- WHAT YOU WILL DO -
Copy word for word every line from the one containing "Where can the white label" to the one containing "Target: white label", including both of those lines.

** START EXERCISE INPUT **

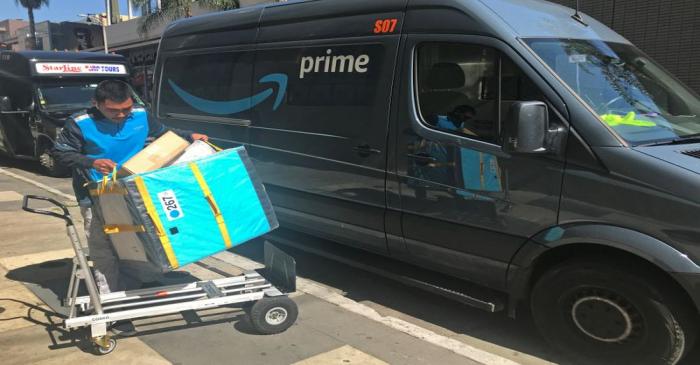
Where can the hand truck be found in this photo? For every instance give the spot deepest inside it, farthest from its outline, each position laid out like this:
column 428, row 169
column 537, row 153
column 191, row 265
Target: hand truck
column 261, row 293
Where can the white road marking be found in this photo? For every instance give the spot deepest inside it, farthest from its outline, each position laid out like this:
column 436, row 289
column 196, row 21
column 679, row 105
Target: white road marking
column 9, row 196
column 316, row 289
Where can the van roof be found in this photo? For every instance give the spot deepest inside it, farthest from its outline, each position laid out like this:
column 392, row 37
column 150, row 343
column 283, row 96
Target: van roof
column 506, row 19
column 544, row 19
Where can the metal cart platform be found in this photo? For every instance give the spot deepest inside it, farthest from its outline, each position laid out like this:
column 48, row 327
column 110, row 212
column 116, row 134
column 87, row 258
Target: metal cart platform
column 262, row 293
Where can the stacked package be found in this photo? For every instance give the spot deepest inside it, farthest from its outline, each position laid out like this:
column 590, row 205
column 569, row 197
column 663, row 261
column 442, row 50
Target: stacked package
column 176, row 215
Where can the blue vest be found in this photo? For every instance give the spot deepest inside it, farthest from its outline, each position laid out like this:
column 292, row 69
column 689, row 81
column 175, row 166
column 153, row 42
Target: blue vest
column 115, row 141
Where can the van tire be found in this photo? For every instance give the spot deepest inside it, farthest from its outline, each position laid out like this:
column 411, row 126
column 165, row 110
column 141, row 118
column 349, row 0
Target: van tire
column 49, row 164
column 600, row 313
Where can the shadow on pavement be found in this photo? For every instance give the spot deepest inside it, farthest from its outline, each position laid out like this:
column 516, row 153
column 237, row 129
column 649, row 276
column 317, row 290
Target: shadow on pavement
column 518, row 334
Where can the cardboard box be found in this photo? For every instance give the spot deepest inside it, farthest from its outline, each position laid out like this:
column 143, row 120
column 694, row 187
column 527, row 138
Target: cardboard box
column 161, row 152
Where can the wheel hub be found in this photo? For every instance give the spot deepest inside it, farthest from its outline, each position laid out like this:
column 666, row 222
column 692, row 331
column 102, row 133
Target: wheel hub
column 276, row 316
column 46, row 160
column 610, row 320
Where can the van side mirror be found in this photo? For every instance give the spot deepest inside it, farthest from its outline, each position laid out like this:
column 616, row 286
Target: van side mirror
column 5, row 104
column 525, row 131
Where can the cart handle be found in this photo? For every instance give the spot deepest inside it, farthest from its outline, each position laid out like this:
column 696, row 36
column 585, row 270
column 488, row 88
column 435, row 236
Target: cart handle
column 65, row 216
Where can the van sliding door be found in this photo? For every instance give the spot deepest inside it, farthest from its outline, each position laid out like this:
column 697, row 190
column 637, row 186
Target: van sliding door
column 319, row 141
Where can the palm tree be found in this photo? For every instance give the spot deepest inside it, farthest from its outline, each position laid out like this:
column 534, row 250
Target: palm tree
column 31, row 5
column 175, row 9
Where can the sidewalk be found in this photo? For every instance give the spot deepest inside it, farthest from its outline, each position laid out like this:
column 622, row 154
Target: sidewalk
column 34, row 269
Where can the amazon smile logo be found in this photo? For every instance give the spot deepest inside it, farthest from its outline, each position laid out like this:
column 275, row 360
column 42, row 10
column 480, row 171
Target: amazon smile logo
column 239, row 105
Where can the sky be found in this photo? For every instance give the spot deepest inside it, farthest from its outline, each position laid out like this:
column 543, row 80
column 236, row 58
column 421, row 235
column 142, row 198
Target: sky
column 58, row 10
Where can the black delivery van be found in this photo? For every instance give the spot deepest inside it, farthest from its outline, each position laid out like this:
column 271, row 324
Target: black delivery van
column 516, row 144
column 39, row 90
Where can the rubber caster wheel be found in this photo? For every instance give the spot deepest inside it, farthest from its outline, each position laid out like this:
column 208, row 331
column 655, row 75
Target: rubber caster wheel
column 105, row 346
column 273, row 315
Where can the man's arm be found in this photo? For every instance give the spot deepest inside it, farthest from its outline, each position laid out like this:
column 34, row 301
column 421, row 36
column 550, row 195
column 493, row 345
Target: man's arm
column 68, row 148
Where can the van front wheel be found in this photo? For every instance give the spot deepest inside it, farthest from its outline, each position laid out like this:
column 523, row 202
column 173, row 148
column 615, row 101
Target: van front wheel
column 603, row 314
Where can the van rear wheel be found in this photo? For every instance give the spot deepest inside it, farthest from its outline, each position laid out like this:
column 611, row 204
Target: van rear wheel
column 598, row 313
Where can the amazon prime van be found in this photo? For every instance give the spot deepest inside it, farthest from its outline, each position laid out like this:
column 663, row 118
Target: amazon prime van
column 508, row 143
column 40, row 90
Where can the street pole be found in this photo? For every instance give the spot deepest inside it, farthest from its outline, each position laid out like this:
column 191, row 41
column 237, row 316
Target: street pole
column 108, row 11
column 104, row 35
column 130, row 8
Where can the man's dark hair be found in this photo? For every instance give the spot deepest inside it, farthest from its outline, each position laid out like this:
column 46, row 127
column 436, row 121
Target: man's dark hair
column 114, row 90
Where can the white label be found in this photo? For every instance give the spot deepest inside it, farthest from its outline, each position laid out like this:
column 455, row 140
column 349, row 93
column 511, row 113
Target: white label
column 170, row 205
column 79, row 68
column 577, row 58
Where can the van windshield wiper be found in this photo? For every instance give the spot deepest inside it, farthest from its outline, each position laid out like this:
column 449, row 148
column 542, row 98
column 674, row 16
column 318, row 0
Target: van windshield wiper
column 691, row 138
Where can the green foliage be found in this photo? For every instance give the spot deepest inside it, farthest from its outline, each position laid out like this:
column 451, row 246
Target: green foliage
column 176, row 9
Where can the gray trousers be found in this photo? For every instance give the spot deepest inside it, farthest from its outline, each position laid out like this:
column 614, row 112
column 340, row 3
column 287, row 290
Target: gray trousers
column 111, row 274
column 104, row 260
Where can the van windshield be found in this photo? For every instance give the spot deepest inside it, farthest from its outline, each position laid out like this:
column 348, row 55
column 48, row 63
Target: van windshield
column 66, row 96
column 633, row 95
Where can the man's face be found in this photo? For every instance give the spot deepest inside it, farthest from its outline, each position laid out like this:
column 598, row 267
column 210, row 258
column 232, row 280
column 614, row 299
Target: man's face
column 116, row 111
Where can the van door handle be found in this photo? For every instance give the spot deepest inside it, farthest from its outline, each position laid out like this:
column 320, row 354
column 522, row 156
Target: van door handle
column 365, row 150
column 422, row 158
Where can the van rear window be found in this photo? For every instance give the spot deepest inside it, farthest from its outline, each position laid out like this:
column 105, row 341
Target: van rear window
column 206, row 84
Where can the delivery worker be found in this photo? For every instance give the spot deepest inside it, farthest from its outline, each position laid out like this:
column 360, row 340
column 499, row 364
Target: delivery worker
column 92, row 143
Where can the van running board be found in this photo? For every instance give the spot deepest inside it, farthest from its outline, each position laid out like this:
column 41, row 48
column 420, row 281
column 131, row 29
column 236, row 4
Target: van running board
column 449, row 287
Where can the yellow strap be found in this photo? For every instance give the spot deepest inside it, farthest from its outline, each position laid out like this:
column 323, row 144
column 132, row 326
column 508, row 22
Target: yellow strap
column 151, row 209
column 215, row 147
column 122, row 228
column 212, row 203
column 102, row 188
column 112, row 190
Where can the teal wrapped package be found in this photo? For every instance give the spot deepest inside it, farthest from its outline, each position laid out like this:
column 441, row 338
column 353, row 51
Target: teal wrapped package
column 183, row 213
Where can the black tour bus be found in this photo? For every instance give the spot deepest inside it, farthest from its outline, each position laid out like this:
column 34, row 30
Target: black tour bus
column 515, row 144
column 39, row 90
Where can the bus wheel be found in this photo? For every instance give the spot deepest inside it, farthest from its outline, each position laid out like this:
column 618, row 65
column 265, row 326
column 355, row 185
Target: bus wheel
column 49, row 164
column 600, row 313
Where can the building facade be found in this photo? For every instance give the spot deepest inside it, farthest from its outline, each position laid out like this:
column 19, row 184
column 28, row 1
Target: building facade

** END EXERCISE INPUT **

- ANSWER TO THIS TASK -
Where can the white label be found in this photo? For every instance give the spot deepest inside it, farthest from its outline, each position laid out like this:
column 455, row 140
column 349, row 93
column 511, row 113
Target: white label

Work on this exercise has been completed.